**TEXT FOR ANALYSIS**
▬▬▬

One of my clients in the first year was Mark Felt. We met in his daughter's cabin. Joan lived about a mile up the road from my office. That was only a few months before Washington Post reporters Bob Woodward and Carl Bernstein released All the President's Men and branded their confidential source, a highly respected FBI official, "Deep Throat".

My first trials were misdemeanors—speeding tickets, drunk driving, nude sunbathing in a state park. During my first year I had eight acquittals. I advised 400 UCSC students charged with unlawful assembly for a sit-in protesting apartheid in South Africa. A month later, their cases were dismissed. A Quaker activist was charged with felony receiving stolen property as a result of his efforts to challenge a proposal to build a new jail. The jury acquitted my client, but the jail was built after he left town. Three lay midwives were arrested and charged with practicing medicine without a license. I bailed them out and they argued all the way to the California Supreme Court that childbirth is not a disease. By the time their case was decided, midwifery had become a part of the medical model. The charges were dismissed.

▬▬▬

**AVAILABLE DATA**
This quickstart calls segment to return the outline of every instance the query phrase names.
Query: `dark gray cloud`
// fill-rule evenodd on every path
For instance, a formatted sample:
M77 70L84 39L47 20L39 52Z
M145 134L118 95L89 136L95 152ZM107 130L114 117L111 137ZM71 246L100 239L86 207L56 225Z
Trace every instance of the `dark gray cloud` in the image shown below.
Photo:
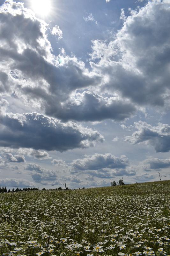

▬▬▬

**WORK TO COMPLETE**
Answer these questions about the text on the first year of law practice.
1. Where did the writer meet Mark Felt?
2. How many acquittals did the writer have during the first year?
3. What charge was brought against the three lay midwives?
Work only from the text about the early law practice, not from the material.

**ANSWER SPACE**
1. In his daughter Joan's cabin.
2. Eight.
3. Practicing medicine without a license.